* EXERCISES TO COMPLETE:
A) Answer these questions using the Spark NLP FAQ:
(i) Besides Spark, which three tools has the library come to use over time?
(ii) Which options must be used properly for the defined framework to fix the 'JavaPackage' object is not callable error?
(iii) Which two annotators are named as token type annotators?
B) Retype everything in the Spark NLP FAQ from "Installation and infrastructure" down to "Cloudera, Azure, |insert-your-preferred-framework-here|?".
C) Extend the Spark NLP FAQ onward from its final line.

* READING PASSAGE:
Additonal Resources
Browse through our collection of videos, blogs to deepen your knowledge and experience with spark-nlp
Spark-NLP FAQ
What are the requirements of
SparkNLP?
The library works mainly on top of Spark, over time we have included the use of Amazon AWS free API, Google TensorFlow and Facebook RocksDB.
Make sure you have a working Spark environment and supply SparkNLP as a jar to the SparkSession classpath. The rest should be handled automatically.
Does SparkNLP rely on any other NLP
library?
No, SparkNLP is self contained and all algorithms are implemented
within the code base.
What do I need to learn in
order to use the library?
Either Scala or Python, and then, mostly Spark
and SparkML. SparkNLP uses the same logic and syntax than any other machine
learning transformer in Spark, and can be included within the same pipelines. So
only some review on the examples and you can get going.
Can I save trained models or
pipelines?
Yes, the same way you would do it for any other Spark ML
component.
Is PySpark NLP equally good than Scala counterpart?
The answer to this question compares to Spark in Scala vs Python. We rely on the exact same implementation technique.
Spark NLP doesn't use python UDF so serialization happens on the JVM and not in inter-process communication. Feature-wise, it is about the same, with
a few exceptions in some utility classes (such as the ResourceHelper or Annotation implicit functions)
Can I contribute?
Yes! Any kind of contribution is welcome, feedback, ideas,
management, documentation, testing, corpus for training and testing, development or
even code review. Refer to the contribute page for more information.
Installation and infrastructure
Does Spark-NLP work with Jupyter Notebooks / Apache Zeppelin?
Yes, check out our get started page or checkout GitHub's README page in our library.
Does Spark-NLP work with Databricks, Cloudera, Azure, |insert-your-preferred-framework-here|?
Spark-NLP has been tested on various frameworks and should work as expected. Sometimes a few tricks here and there are required but feel free
to report any issue or jump into our Slack channel for help.
When using Spark-NLP in python I get ‘JavaPackage’ object is not callable error.
This means your python setup is not finding the Spark-NLP jar in the JVM classpath. Make sure you properly use --jars or --packages for your defined framework.
Library Concepts
What are annotator types?
Each annotator has a type that may be shared with other
annotators. Whenever an annotator requires another annotator by a type, it means you
can provide in inputCols any annotator’s output column that has such type,
for instance Normalizer or SpellChecker are both token type annotators and
either or both may be used for a Sentiment Analysis model.
When should I use LightPipelines?

[Extracted data entries]

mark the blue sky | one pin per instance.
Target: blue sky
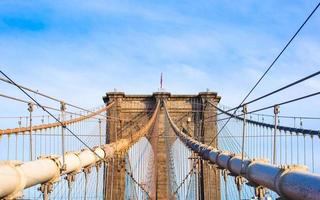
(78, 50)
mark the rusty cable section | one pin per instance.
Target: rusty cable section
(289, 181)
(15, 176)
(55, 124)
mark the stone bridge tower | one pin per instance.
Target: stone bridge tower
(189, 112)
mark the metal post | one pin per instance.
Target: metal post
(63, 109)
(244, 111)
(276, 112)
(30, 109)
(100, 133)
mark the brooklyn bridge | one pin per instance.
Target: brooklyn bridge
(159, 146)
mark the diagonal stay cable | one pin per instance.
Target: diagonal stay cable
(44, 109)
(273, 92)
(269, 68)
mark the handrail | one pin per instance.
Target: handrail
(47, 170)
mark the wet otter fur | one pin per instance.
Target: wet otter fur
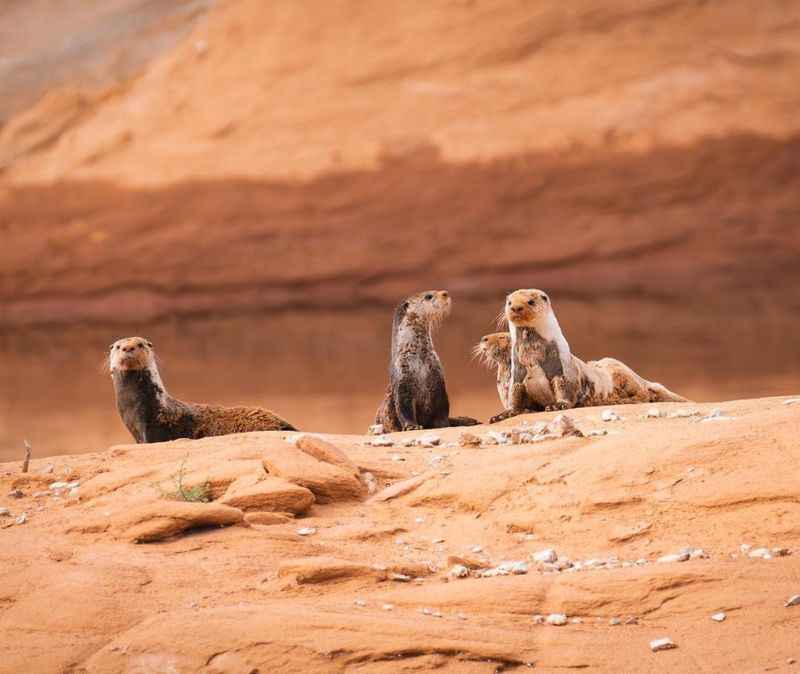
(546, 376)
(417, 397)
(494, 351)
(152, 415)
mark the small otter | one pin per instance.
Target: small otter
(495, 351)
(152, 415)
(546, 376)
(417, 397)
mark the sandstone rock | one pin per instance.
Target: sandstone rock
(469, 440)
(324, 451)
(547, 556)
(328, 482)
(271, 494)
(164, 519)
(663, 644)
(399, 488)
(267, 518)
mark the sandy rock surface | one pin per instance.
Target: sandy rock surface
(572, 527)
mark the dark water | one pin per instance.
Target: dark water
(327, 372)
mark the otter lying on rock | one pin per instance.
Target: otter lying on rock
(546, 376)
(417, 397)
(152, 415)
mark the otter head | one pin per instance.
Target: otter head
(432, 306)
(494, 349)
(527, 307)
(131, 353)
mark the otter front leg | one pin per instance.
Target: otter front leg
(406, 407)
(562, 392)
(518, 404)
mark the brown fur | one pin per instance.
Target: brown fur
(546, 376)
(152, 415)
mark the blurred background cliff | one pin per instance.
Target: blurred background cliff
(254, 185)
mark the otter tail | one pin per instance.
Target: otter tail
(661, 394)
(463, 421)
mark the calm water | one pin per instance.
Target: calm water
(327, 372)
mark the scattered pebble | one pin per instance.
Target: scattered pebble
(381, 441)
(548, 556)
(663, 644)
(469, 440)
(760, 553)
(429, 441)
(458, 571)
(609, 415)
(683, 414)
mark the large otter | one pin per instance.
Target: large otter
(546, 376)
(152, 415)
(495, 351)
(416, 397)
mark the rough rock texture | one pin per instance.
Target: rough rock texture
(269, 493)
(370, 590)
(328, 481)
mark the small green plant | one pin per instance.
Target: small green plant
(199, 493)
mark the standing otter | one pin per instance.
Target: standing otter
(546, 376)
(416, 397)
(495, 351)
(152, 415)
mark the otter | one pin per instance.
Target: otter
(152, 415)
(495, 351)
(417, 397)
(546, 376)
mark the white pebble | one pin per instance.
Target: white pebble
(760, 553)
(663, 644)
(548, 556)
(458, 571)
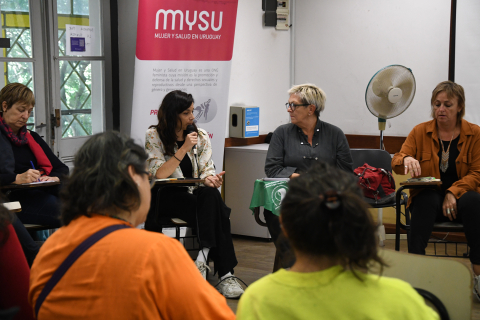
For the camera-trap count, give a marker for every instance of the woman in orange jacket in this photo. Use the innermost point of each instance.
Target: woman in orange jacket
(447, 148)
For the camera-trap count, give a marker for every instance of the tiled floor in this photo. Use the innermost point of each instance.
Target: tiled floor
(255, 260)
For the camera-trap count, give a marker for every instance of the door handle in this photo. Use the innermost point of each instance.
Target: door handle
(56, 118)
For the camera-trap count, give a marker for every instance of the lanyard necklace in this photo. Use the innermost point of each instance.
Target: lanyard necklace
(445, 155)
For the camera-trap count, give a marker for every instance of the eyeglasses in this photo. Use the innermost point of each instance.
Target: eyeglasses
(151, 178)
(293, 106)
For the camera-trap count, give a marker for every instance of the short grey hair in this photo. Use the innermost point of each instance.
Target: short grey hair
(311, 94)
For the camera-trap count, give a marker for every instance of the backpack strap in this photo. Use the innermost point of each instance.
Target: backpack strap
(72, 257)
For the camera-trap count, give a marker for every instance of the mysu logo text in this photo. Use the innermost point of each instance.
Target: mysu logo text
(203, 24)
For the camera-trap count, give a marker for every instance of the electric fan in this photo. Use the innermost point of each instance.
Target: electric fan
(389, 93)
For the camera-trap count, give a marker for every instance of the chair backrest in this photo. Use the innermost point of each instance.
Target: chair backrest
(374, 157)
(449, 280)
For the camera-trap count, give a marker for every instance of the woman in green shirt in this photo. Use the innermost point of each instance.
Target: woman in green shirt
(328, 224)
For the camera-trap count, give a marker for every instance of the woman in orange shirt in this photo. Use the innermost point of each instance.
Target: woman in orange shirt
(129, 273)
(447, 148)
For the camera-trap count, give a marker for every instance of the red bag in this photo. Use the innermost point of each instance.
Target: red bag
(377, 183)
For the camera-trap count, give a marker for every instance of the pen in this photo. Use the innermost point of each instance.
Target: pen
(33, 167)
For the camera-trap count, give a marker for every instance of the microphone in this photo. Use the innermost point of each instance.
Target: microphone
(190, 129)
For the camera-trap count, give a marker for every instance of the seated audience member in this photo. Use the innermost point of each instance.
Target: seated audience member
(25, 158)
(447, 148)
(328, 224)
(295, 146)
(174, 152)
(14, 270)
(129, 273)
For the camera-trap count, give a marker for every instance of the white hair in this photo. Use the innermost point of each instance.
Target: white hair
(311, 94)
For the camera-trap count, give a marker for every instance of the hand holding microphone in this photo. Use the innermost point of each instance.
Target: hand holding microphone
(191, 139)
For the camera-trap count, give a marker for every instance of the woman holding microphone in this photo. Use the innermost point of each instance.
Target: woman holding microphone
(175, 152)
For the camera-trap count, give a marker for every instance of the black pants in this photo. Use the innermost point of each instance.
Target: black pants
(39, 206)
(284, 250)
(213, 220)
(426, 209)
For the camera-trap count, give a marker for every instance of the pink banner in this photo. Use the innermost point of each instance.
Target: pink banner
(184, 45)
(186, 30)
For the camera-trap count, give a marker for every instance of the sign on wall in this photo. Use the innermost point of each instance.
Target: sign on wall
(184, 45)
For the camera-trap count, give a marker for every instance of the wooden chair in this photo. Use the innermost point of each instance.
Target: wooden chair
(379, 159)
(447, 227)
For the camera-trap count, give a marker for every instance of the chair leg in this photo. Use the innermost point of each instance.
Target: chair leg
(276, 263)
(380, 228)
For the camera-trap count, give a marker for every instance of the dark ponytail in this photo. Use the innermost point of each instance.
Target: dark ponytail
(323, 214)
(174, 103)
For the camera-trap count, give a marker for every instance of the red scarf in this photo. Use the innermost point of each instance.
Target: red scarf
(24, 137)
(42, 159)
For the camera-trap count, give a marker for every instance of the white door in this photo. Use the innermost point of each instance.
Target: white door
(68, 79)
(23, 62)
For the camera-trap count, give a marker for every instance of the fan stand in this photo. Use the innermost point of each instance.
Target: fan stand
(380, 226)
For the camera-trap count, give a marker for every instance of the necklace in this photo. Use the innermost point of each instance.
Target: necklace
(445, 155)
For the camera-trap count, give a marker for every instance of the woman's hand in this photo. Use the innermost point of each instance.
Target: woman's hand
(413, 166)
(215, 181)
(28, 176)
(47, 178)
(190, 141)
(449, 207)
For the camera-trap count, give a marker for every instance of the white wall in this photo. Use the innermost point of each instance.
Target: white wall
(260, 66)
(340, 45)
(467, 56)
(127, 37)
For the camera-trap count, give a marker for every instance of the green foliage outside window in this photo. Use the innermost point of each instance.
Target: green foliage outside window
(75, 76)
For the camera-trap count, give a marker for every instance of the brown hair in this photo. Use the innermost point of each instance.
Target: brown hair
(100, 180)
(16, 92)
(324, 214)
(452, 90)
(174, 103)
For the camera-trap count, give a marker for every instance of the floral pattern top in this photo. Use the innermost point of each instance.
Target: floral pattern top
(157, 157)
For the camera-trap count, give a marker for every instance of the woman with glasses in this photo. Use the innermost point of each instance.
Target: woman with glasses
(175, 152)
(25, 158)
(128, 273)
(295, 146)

* IN RESPONSE:
A)
(i) Amazon AWS free API, Google TensorFlow and Facebook RocksDB.
(ii) --jars or --packages.
(iii) Normalizer and SpellChecker.

B)
Installation and infrastructure
Does Spark-NLP work with Jupyter Notebooks / Apache Zeppelin?
Yes, check out our get started page or checkout GitHub's README page in our library.
Does Spark-NLP work with Databricks, Cloudera, Azure, |insert-your-preferred-framework-here|?

C)
Sometimes you need to test only a few sentences or run against a very small dataset that fits on a single machine.
For these scenarios, LightPipelines are much faster than Spark's Pipeline, since there isn't a driver-executor relationship going on.
LightPiplines rely on multi-threaded parallel computation that make them much faster, particularly for real-time or streaming
demands. Roughly estimates show that LightPipelines are worth it when working with below 50k rows (depends on the size of sentences and the pipeline itself)
Should I always use RecursivePipelines instead of SparkML Pipelines?
As of this writing, there isn't much benefit for RecursivePipelines, but, the answer is ideally yes.
Even though only a few annotators utilize RecursivePipelines internally, the default behavior falls back
to that of the common Pipeline, so there's nothing to lose.
How do word embeddings work?
We use an internal cluster-supported technique to index a database of vectors. We then inject the information into
all spark workers to be able to locally resolve at a high-speed all word-embedding mappings. RocksDB Indexing is utilized.
Models and Support
Are there any pretrained models to work with?
Yes, there is a pretrained API that automatically downloads pre-trained models from our S3 servers.
Links for downloading for offline use are available in the GitHub README.
Notice all models are not meant for production use, but barely as an example for experimentation. Only English models are available.
Finally, aside from Pipelines, all downloadable models are specific stages of a pipeline. There is no pretrained model "for everything".
Spark-NLP is a modular library.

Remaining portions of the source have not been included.